Workflow
library(GenomicDataCommons)
library(tibble)
Genes and gene details
grep_fields('genes', 'symbol')
## [1] "symbol"
head(available_values('genes','symbol'))
## [1] "y_rna" "c12orf79" "aff2" "c2orf15" "c6orf165" "cbs"
tp53 = genes() %>%
GenomicDataCommons::filter(symbol=='TP53') %>%
results(size=10000) %>%
as_tibble()
ssms
ssms() %>%
GenomicDataCommons::filter(
chromosome==paste0('chr',tp53$gene_chromosome[1]) &
start_position > tp53$gene_start[1] &
end_position < tp53$gene_end[1]) %>%
GenomicDataCommons::count()
## [1] 1429
ssms() %>%
GenomicDataCommons::filter(
consequence.transcript.gene.symbol %in% c('TP53')) %>%
GenomicDataCommons::count()
## [1] 1426
convert to VRanges
library(VariantAnnotation)
vars = ssms() %>%
GenomicDataCommons::filter(
consequence.transcript.gene.symbol %in% c('TP53')) %>%
GenomicDataCommons::results_all() %>%
as_tibble()
vr = VRanges(seqnames = vars$chromosome,
ranges = IRanges(start=vars$start_position, width=1),
ref = vars$reference_allele,
alt = vars$tumor_allele)

__________________________________________________

— To do —
[1] List every R package that the GenomicDataCommons workflow loads with a library() call.
[2] Continue the GenomicDataCommons workflow from where it stops.

__________________________________________________

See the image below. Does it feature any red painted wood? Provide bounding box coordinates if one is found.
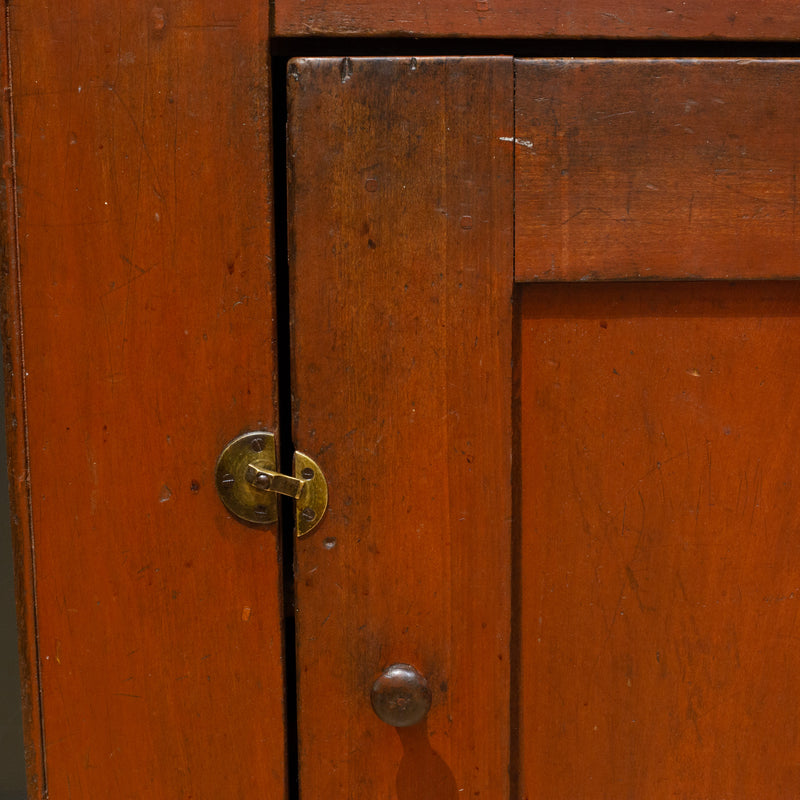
[0,9,44,798]
[519,282,800,800]
[516,59,800,281]
[5,0,285,800]
[275,0,800,41]
[288,58,513,800]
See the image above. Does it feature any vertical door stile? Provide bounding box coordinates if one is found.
[288,58,513,800]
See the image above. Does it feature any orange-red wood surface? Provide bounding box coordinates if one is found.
[288,58,513,800]
[275,0,800,40]
[6,0,284,800]
[519,282,800,800]
[516,59,800,281]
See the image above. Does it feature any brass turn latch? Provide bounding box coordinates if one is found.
[216,431,328,537]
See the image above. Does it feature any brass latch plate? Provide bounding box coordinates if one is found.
[215,431,328,537]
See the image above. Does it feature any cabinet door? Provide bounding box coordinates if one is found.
[515,61,800,800]
[289,54,800,800]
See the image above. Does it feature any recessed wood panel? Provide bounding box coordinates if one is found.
[515,59,800,281]
[5,0,285,800]
[288,58,513,800]
[520,282,800,800]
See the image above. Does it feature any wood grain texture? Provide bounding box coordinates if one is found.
[289,58,513,800]
[516,59,800,281]
[0,7,44,798]
[520,282,800,800]
[5,0,285,800]
[275,0,800,41]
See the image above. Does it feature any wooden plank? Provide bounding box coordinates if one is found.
[5,0,285,800]
[0,9,44,798]
[275,0,800,41]
[516,59,800,281]
[289,58,513,800]
[520,282,800,800]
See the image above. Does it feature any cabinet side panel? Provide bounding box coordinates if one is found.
[275,0,800,41]
[516,59,800,281]
[10,0,285,800]
[0,9,45,800]
[288,58,513,800]
[520,282,800,800]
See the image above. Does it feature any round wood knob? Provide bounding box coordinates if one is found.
[371,664,431,728]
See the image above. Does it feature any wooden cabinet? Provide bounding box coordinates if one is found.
[4,0,800,800]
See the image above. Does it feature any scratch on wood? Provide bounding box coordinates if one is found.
[500,136,533,150]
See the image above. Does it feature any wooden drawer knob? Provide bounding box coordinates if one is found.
[371,664,431,728]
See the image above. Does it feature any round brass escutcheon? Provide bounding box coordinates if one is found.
[371,664,431,728]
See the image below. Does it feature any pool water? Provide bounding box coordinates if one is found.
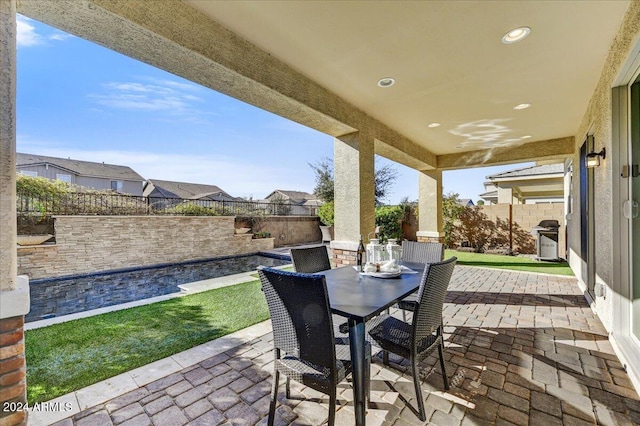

__________________________________________________

— Answers per task —
[1] GenomicDataCommons, tibble, VariantAnnotation

[2]
ssm_occurrences() %>%
GenomicDataCommons::filter(
ssm.consequence.transcript.gene.symbol %in% c('TP53')) %>%
GenomicDataCommons::count()
## [1] 5368
var_samples = ssm_occurrences() %>%
GenomicDataCommons::filter(
ssm.consequence.transcript.gene.symbol %in% c('TP53')) %>%
GenomicDataCommons::expand(c('case', 'ssm', 'case.project')) %>%
GenomicDataCommons::results_all() %>%
as_tibble()
table(var_samples$case$disease_type)
##
## Acinar Cell Neoplasms
## 8
## Adenomas and Adenocarcinomas
## 1549
## Adnexal and Skin Appendage Neoplasms
## 1
## Complex Epithelial Neoplasms
## 16
## Complex Mixed and Stromal Neoplasms
## 72
## Cystic, Mucinous and Serous Neoplasms
## 687
## Ductal and Lobular Neoplasms
## 664
## Epithelial Neoplasms, NOS
## 9
## Fibromatous Neoplasms
## 15
## Germ Cell Neoplasms
## 1
## Gliomas
## 515
## Lipomatous Neoplasms
## 6
## Lymphoid Leukemias
## 2
## Mature B-Cell Lymphomas
## 5
## Mesothelial Neoplasms
## 14
## Miscellaneous Bone Tumors
## 1
## Myeloid Leukemias
## 18
## Myomatous Neoplasms
## 60
## Nerve Sheath Tumors
## 1
## Nevi and Melanomas
## 96
## Not Reported
## 9
## Paragangliomas and Glomus Tumors
## 1
## Plasma Cell Tumors
## 57
## Soft Tissue Tumors and Sarcomas, NOS
## 34
## Squamous Cell Neoplasms
## 1277
## Thymic Epithelial Neoplasms
## 4
## Transitional Cell Papillomas and Carcinomas
## 246
OncoPrint
fnames = files() %>%
GenomicDataCommons::filter(
cases.project.project_id=='TCGA-SKCM' & data_format=='MAF' & data_type=='Masked Somatic Mutation' & analysis.workflow_type=='MuTect2 Variant Aggregation and Masking') %>%
ids() %>%
gdcdata()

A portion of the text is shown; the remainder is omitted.